**PAGE TEXT:**
▼▼▼

In this paper, we have described the system architecture of UScan which is a fine-grained sensor network for studying the characteristic of complex temperature in an urban area. More than 200 sensors have been installed in a 250m-by-430m area in downtown Tokyo, and the temperature data have been continuously collected for two months without any human intervention. The preliminary results in Section 4., where the temperature different of nearby sensors is as high as 9 °C, assert the necessity of fine-grained deployment of sensors in an urban area due to its complexity.
To study the large amount of fine-grained sensor data in an efficient manner, we have proposed a clustering method which is able to classify the variation of temperature and discovered the correlation between temperature change and the amount of sunshine. The clustering results of the proposed method are comparable with those of k-means algorithm, while the propose method enables the cost-effective analysis on very large database without involving high computational cost such as iterative calculations used by the well-known k-means algorithm . In particular, computational complexity of the proposed clustering method is linear, while the k-means algorithm solves the problem of clustering in exponential time. We have further investigated temperature data in fine-grained manners by considering other environmental factors such as the width of street and the existence of trees that also affect temperature change. As a next step, we are planning to study the correlation between temperature and other dynamic factors such as the amount of pedestrians’ and vehicles’ traffic. Traffic information can be obtained by using cameras and pattern recognition techniques [36, 37].
Although fine-grained sensor data provide insightful information in an urban area, we should not deploy sensors too densely because it is not a cost-effective method. However, an appropriate density of sensor deployment depends on both controllable and uncontrollable factors such as deployment environments, target applications, and security concerns. In particular, complicated and unplanned downtown areas require high density of sensors to capture detailed information. High number of redundant sensors is necessary to substitute for malfunctioned sensors in harsh environments. Moreover, an appropriate density is different for each application. Our testbed was deployed for several usages and each node consists of several kinds of sensors (i.e., temperature, vibration, and illumination) which can be utilized for different target applications. When focusing on the scope of the paper where complexity of urban area is an issue, an appropriate density is different for each observation point. To investigate an appropriate value of sensor density by comparing clustering results of multiple node densities, the number of sensors deployed should be higher than an appropriate one which is a priori unknown. However, as mentioned in Section 3.2., the problem of limited installation points hinders us from installing highly dense network to pursue this important issue. As one of our future works, we plan to find more flexible places to perform experiments and investigate the issue of appropriate density.

▲▲▲

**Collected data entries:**
▼▼▼

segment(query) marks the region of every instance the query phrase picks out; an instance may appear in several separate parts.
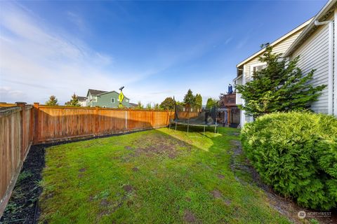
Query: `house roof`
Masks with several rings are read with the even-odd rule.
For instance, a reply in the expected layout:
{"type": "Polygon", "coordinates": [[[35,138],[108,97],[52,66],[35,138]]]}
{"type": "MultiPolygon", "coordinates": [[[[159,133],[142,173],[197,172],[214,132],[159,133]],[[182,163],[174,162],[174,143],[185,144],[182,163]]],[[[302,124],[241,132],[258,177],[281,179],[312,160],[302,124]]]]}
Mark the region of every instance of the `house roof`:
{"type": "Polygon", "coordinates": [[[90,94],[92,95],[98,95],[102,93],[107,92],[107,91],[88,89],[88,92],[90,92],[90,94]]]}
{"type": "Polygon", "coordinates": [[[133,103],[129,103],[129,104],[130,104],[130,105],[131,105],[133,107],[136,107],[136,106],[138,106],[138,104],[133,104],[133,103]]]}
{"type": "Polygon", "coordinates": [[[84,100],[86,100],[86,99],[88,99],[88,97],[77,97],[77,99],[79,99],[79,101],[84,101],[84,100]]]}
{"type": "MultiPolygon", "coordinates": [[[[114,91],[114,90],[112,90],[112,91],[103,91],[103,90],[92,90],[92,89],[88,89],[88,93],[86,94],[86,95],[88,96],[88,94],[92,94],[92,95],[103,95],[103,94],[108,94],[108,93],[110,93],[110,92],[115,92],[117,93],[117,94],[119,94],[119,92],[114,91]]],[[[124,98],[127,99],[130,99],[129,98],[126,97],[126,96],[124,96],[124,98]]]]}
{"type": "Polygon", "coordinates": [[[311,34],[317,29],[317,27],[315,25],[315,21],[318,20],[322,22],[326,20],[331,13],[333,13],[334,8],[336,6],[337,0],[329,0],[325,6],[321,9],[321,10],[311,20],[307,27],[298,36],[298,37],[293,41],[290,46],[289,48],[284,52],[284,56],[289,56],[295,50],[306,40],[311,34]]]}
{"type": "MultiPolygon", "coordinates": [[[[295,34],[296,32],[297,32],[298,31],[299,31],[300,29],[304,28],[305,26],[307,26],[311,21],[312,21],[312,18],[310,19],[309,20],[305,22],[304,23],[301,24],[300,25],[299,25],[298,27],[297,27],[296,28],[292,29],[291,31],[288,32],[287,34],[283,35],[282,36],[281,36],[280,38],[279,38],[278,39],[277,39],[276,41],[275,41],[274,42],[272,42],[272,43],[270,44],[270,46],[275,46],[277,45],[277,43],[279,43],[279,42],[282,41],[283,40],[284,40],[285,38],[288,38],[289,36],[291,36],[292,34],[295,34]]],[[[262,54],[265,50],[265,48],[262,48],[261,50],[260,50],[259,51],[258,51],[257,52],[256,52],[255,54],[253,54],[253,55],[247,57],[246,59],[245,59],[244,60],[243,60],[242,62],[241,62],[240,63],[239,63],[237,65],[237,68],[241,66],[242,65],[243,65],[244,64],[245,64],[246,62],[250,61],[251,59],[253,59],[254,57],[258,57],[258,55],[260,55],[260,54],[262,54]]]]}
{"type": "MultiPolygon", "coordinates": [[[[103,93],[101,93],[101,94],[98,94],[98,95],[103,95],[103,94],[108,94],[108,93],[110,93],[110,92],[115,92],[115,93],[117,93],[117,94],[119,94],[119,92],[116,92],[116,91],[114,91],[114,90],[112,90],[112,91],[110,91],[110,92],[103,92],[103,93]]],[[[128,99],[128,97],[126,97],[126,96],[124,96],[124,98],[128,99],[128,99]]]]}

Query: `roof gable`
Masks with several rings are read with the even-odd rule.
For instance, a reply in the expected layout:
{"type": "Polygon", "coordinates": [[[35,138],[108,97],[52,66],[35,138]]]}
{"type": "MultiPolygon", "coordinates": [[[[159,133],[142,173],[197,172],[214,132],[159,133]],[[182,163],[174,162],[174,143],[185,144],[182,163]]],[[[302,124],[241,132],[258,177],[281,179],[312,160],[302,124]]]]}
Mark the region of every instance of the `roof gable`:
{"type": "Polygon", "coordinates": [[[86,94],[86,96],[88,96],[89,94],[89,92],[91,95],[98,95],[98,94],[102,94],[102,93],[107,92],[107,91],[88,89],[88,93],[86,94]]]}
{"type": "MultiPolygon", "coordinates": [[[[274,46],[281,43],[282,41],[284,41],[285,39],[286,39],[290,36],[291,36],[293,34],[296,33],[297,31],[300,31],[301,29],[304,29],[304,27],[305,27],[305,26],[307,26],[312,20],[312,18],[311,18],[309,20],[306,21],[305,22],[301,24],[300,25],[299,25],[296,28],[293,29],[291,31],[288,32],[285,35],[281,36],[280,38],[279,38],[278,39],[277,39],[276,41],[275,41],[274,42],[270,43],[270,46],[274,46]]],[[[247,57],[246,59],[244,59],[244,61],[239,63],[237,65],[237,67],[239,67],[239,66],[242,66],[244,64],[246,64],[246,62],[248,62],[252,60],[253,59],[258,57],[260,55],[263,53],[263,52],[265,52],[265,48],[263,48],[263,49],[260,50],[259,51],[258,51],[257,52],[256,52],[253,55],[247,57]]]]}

▲▲▲
▼▼▼

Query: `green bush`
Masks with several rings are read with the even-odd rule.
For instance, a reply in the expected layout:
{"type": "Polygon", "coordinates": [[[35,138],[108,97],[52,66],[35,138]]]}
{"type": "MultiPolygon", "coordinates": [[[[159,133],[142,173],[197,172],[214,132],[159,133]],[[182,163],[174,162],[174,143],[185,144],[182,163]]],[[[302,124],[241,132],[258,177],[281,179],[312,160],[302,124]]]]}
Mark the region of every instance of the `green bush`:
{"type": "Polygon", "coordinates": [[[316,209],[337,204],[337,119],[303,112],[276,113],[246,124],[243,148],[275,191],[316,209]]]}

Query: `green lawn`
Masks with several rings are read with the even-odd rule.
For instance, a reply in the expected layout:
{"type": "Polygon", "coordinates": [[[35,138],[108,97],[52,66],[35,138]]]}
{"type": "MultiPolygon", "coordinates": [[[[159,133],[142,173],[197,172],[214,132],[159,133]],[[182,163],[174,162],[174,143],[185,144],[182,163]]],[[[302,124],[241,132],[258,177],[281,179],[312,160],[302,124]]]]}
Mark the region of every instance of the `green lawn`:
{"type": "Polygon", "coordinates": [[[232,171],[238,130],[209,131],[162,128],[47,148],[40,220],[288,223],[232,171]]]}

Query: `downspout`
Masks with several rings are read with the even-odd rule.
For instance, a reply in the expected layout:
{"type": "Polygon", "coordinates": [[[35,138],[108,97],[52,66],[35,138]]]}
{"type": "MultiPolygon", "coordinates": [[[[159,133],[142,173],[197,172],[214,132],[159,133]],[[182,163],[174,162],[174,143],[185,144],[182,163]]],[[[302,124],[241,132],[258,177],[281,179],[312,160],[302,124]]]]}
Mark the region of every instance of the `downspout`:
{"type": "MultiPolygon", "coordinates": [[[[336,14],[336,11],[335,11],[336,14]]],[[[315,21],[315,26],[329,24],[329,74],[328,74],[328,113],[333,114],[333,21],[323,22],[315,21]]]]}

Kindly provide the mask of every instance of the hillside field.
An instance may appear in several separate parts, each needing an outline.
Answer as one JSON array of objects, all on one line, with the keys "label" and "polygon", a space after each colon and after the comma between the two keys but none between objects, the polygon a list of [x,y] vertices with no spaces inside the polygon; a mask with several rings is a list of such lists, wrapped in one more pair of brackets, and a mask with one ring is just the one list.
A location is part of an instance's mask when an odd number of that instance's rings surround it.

▲▲▲

**BRIEF:** Print the part of the UScan sensor network text starting with "In this paper, we" and going on through "to its complexity.".

**OUTPUT FOR THIS EXERCISE:**
In this paper, we have described the system architecture of UScan which is a fine-grained sensor network for studying the characteristic of complex temperature in an urban area. More than 200 sensors have been installed in a 250m-by-430m area in downtown Tokyo, and the temperature data have been continuously collected for two months without any human intervention. The preliminary results in Section 4., where the temperature different of nearby sensors is as high as 9 °C, assert the necessity of fine-grained deployment of sensors in an urban area due to its complexity.